#### WHAT YOU NEED TO DO:
In the passage on physical activity below, condense the paragraph beginning "Although study participants generally agreed" into a short bulleted list that keeps its main facts.

SOURCE DOCUMENT: Begin

Physical activity: “A person has to ‘treat his own laziness’ and make himself exercise.”.

Although study participants generally agreed on the importance of physical activity to glycemic control, few survey respondents (12.2%) reported achieving recommended levels of leisure physical activity (≥2.5 hr/wk of moderate-intensity activity) (S3 Table in S1 File). Focus group participants described common barriers to achieving these recommendations, such as musculoskeletal problems and other co-morbidities (S2 Appendix), which were confirmed by 65.8% of the female and 46.8% of the male survey respondents (S3 Table in S1 File).

Focus group participants also discussed the lack of infrastructure for engaging in leisure physical activity in their communities, many of which were built prior to the existence of automobiles (S2 Appendix); and 29.9% of the female and 19.3% of the male survey respondents affirmed this as a barrier (S3 Table in S1 File). As one woman described:

  1. W1: I live in the center of the town…I tried to walk from the door of my house to the entrance of the neighborhood, which is about 300–400 meters, and it was impossible. The street [a.n. which has no sidewalks] was completely jammed with cars. When I went out, I was almost hit by a car….I can’t see out of one eye.…

This woman advocated for a sports club to provide a safe place for women to exercise, and also create a support group to address/alleviate other psycho-social needs that affected their diabetes management:

  1. W1-1: We need a sports club where we can come and talk about our diabetes, and learn other kinds of exercises, especially for the women who can’t walk. Our town is so crowded, there is no place to exercise… ‥ I am demanding this from our clinic on behalf of all the women here! We want a club where we can come and exercise our arms and legs, and get our blood sugar to go down….
  2. Moderator: Would women come if there were a sports club for them?

SOURCE DOCUMENT: End
DATASET CONTENT: Begin

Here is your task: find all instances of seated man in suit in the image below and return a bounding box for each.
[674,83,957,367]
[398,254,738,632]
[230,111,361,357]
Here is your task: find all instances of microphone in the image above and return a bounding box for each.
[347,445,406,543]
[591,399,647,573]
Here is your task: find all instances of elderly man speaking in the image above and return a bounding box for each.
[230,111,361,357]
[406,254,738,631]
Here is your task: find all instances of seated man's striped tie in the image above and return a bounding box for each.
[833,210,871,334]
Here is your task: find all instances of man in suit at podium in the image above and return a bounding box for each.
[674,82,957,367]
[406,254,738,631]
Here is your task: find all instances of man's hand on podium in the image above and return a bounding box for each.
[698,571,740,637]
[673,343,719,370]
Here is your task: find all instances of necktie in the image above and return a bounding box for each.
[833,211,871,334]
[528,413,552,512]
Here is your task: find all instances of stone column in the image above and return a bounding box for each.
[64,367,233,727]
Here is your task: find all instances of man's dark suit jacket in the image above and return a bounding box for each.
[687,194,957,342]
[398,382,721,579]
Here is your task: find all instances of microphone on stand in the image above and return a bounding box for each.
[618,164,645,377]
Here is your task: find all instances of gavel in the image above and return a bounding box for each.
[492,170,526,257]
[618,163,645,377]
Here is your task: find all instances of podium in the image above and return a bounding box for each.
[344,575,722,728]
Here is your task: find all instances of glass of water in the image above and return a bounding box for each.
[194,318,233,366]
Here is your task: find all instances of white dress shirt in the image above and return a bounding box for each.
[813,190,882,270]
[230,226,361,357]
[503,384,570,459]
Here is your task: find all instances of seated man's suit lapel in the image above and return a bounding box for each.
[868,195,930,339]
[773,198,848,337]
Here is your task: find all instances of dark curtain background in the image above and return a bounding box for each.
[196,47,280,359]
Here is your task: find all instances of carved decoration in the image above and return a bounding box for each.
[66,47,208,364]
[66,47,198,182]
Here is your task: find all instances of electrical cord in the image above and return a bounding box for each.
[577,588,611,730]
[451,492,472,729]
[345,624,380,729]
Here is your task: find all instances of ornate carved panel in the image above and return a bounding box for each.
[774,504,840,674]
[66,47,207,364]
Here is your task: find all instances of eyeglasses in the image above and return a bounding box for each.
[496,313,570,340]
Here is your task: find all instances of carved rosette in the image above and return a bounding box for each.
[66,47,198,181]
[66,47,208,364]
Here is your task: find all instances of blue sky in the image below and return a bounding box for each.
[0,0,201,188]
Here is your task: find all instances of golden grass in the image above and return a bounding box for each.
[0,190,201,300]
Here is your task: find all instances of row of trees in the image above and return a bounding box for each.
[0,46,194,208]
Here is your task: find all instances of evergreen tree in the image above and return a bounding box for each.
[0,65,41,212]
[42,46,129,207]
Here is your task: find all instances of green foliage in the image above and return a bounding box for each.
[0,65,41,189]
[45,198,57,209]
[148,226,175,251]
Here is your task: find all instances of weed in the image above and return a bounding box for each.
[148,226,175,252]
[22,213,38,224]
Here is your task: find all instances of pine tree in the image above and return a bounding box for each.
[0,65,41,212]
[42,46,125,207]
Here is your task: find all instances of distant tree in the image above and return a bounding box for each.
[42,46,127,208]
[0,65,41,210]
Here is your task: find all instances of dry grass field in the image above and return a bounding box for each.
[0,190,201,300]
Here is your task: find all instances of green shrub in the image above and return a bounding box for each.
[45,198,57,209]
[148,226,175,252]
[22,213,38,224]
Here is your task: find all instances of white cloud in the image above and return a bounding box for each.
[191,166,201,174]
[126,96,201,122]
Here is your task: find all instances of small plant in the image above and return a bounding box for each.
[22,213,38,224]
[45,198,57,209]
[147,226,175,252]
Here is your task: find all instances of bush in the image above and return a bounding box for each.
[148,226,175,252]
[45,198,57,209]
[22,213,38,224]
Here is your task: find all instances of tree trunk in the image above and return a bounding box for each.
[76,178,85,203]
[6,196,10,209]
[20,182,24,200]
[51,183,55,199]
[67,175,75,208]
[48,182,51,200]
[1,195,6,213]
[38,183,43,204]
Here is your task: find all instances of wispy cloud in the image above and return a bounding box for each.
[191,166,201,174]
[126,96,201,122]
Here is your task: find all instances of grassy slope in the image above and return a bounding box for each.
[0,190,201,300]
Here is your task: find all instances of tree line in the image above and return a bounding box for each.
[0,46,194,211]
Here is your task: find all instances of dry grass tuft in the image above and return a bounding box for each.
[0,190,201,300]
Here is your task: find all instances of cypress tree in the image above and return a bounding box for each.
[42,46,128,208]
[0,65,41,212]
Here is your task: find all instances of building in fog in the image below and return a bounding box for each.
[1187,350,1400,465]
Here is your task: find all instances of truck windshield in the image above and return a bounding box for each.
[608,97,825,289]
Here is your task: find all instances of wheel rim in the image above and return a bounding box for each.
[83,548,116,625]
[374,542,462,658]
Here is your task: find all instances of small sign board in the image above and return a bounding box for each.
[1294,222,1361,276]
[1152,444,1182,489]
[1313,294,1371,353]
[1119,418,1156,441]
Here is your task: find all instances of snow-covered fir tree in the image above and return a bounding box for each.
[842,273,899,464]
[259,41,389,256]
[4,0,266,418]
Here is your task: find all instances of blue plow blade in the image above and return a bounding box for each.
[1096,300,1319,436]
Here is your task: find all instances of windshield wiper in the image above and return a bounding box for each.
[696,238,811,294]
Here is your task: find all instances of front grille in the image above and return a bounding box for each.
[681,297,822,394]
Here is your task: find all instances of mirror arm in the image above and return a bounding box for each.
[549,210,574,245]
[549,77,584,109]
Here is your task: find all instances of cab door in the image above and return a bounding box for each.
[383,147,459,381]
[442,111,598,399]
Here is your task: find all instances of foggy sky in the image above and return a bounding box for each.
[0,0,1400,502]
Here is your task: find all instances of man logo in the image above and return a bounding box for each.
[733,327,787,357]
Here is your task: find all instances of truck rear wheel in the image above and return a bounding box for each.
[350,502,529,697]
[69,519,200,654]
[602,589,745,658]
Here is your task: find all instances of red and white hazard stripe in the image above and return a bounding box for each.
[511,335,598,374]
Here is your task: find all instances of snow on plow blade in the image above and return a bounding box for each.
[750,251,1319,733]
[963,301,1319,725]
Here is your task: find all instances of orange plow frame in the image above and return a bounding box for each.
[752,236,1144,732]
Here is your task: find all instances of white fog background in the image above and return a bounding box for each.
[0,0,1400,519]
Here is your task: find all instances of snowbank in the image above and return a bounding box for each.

DATASET CONTENT: End

#### RESULT OF THE EXERCISE:
- Participants generally agreed that physical activity matters for glycemic control.
- Only 12.2% of survey respondents reported reaching the recommended level of leisure physical activity (at least 2.5 hours per week of moderate-intensity activity).
- Focus group participants named common barriers, such as musculoskeletal problems and other co-morbidities.
- These barriers were confirmed by 65.8% of female and 46.8% of male survey respondents.